* **Texte étudié**:

Écrit par : JEA | vendredi, 26 juin 2009

j'ai un copain artiste scupteur qui lui fait des soupes créatives juste pour le plaisir d'inventer, au fur et à mesure il rajoute des choses étranges et ça sent bon...
B.

Écrit par : passantepensante | vendredi, 26 juin 2009

@ficelle : Merci . Merci ! quelles douceurs !
Je connais beaucoup de peintres et surtout de musiciens qui ont un faible pour la cuisine
C'est pareille que la peinture (ou la composition musicale), la petite cuisine , on change juste de support

J'espère que votre amoureux vous a fait mangé ses couleurs ?

Vrai ou faux non ça ne compte pas. Sauf que quand c'est vrai c'est tellement meilleur (au palais ;-) je veux dire :
pour nous autres rois et reines ;-)

Écrit par : frasby | samedi, 27 juin 2009

@la bacchante : Oui, oui, et vous savez quand on habite au dessus d'un artiste comme ça, les odeurs montent , je n'invente pas
tantôt solvants, tantôt gambas grillées mais attention !
Cuisine à l'huile ça marche bien
mais pas peinture au beurre !

Écrit par : frasby | samedi, 27 juin 2009

@JEA : alors là vraiment ces gens là ne sont pas de ce monde ;-)
et la table de trigonométrie >?
cosinus , sinus et tangente
Que du malheur !
;-)

Écrit par : frasby | samedi, 27 juin 2009

@pasantepensante : Soupes créatives !
Vous avez de chouettes amis vous !
Est ce que ça sent juste bon ? ou est ce que ça sent bon et ça se mange bien ?
Dans un genre plus "bonne franquette", j'ai fait quelques soirées "salades couillues" ainsi les avait baptisées mes amis (une application culinaire du traité des objets musicaux de Pierre Schaeffer en quelque sorte. ;-) Je pense que c'était un peu dans l'esprit de votre copain sculpteur. Apparemment les gens apprécient ce genre d'aventure (mais ce n'est pas sans risques ;-)

Écrit par : frasby | samedi, 27 juin 2009

J'avais beaucoup aimé le premier billet sur Dezo. Ce qui est donné à voir sur votre photo est vraiment sublime. J'espère un jour quelques autres photos ("un certain jour", direz-vous)

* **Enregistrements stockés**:
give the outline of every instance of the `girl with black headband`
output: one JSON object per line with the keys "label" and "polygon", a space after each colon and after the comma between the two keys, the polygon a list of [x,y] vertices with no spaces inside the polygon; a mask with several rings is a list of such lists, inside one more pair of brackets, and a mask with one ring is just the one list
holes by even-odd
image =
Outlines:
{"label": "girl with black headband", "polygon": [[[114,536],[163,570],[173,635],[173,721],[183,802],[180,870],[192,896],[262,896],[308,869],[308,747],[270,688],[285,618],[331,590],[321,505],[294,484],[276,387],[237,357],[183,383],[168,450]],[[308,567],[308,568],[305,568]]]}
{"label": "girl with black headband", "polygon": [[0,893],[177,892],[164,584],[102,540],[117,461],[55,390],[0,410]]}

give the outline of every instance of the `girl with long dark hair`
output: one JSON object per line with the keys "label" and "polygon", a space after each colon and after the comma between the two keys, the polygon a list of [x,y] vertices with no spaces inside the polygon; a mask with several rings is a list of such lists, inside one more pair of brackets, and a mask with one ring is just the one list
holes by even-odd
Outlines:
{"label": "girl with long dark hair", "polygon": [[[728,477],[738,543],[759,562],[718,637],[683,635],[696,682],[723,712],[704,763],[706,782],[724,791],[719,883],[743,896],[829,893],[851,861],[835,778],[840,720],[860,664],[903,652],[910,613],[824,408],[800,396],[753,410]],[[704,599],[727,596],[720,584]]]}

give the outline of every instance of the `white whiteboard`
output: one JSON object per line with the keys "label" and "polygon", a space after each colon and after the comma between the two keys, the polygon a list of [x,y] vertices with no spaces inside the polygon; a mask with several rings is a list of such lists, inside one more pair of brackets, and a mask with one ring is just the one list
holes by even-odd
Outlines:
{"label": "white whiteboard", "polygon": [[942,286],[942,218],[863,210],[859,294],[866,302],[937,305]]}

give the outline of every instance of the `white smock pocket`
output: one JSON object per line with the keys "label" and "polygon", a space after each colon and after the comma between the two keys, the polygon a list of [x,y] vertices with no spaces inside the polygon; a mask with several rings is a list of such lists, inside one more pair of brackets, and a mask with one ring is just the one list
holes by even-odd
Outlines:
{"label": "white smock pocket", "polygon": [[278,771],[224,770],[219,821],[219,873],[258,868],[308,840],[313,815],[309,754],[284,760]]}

* **Exercices proposés**:
- A) Répondez aux questions suivantes sur le fil de commentaires.
(i) Que prépare le copain sculpteur juste pour le plaisir d'inventer ?
(ii) Quelles trois notions de la table de trigonométrie sont citées ?
(iii) Comment des amis avaient-ils baptisé certaines soirées ?
- B) Renvoyez chaque ligne des enregistrements qui contient le mot « headband », en tenant compte de la casse.
Le fil de commentaires et les enregistrements proviennent de sources distinctes.

* **Corrigés**:
- A)
(i) Des soupes créatives.
(ii) Cosinus, sinus et tangente.
(iii) Les soirées « salades couillues ».

- B)
give the outline of every instance of the `girl with black headband`
{"label": "girl with black headband", "polygon": [[[114,536],[163,570],[173,635],[173,721],[183,802],[180,870],[192,896],[262,896],[308,869],[308,747],[270,688],[285,618],[331,590],[321,505],[294,484],[276,387],[237,357],[183,383],[168,450]],[[308,567],[308,568],[305,568]]]}
{"label": "girl with black headband", "polygon": [[0,893],[177,892],[164,584],[102,540],[117,461],[55,390],[0,410]]}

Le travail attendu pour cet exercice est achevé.